[Collected data entries]
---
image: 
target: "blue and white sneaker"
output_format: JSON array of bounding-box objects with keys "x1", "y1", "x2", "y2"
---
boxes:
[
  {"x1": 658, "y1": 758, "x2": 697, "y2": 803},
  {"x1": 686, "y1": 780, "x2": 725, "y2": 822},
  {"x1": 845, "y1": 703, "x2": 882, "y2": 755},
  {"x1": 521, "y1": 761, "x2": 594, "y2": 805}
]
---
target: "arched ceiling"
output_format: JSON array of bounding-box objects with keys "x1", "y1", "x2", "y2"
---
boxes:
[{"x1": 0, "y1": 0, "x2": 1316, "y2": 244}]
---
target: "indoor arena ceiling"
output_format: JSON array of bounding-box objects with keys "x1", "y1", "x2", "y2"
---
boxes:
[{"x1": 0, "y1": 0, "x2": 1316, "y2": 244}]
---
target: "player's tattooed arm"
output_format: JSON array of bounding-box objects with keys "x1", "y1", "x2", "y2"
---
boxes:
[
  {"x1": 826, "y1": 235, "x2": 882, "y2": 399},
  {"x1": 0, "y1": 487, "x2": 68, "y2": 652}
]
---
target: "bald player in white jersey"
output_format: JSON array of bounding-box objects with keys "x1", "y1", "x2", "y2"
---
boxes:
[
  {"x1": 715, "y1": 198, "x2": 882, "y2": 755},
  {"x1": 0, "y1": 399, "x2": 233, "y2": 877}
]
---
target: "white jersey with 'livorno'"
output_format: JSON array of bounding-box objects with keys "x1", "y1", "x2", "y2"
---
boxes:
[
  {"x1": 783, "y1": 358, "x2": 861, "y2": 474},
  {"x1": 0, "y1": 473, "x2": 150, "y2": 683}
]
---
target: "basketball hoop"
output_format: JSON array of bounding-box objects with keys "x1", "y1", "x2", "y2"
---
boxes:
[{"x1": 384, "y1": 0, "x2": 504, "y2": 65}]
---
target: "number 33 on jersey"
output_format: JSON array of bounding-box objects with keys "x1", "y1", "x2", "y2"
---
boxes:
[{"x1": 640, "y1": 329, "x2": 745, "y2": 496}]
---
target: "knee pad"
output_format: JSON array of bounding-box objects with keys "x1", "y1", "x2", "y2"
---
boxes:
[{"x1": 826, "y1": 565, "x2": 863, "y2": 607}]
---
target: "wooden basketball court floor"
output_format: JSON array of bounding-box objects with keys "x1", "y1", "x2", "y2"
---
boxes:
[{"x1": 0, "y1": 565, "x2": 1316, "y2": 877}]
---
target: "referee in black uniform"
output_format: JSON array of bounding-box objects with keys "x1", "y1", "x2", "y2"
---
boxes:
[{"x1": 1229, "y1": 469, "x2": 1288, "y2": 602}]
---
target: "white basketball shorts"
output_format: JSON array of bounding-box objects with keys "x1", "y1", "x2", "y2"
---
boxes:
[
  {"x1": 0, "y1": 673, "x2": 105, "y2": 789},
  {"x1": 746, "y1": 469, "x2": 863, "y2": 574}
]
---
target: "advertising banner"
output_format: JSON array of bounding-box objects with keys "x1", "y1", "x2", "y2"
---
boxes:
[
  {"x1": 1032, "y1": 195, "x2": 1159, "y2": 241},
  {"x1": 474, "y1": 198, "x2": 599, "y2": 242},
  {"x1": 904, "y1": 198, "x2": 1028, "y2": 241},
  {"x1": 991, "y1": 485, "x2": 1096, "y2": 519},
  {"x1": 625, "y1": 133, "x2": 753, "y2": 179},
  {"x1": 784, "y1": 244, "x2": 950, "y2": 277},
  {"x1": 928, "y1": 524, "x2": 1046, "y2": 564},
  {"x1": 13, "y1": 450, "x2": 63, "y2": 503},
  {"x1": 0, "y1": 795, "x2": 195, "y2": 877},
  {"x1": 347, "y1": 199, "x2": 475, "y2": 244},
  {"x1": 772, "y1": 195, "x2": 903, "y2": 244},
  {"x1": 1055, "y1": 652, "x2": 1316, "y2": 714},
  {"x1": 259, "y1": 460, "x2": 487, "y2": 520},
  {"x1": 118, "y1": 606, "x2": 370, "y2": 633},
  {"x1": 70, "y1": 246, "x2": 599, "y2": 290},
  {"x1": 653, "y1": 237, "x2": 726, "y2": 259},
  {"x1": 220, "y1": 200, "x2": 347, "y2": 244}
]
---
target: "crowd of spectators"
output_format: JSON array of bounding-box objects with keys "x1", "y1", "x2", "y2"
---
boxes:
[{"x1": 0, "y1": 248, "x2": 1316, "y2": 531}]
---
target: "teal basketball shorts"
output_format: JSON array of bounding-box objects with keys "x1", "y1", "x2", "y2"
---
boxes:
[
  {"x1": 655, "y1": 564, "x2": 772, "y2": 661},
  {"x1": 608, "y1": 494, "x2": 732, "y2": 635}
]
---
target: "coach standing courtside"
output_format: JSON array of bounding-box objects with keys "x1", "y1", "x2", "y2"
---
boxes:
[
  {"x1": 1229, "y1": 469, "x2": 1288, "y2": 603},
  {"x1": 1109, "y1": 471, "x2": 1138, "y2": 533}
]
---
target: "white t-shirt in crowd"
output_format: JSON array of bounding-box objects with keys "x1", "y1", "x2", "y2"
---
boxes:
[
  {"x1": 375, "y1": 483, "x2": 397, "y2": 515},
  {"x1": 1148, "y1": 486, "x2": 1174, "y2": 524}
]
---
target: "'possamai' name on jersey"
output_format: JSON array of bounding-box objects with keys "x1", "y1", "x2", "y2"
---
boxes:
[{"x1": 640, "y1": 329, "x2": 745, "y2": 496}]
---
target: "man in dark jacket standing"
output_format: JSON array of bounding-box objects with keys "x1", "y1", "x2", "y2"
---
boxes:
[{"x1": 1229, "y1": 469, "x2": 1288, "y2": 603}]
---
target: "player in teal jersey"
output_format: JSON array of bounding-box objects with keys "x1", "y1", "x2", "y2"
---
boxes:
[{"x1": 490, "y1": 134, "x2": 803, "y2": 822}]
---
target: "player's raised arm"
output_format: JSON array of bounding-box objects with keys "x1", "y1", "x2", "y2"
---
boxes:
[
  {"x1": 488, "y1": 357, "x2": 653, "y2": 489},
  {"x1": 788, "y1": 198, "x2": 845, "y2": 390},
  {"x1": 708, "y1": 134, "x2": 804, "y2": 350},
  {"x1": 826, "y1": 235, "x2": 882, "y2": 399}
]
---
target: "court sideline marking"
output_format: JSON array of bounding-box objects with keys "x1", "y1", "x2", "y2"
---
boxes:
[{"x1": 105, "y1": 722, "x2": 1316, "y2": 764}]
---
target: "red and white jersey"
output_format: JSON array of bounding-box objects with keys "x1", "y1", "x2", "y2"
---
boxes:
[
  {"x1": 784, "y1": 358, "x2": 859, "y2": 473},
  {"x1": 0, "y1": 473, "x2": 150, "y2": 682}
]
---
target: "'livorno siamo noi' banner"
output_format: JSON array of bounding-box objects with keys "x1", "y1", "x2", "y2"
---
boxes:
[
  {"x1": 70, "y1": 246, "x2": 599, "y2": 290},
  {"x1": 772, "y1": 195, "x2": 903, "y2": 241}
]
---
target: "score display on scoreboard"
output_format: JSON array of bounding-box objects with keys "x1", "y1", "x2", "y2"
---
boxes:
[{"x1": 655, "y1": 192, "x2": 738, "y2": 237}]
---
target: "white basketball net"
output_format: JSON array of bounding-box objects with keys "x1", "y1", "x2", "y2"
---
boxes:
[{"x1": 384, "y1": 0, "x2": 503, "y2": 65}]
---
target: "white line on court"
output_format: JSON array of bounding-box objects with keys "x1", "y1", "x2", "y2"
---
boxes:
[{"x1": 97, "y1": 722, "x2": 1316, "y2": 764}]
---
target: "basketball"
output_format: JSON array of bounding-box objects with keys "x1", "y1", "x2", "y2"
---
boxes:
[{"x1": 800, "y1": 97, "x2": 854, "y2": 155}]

WHAT TO WORK ON: Identify every line in the material above that contains the string "shorts", and copy each of those lines in full. Case matters.

SOLUTION TO THE PROBLEM:
target: "white basketball shorts"
target: "teal basketball shorts"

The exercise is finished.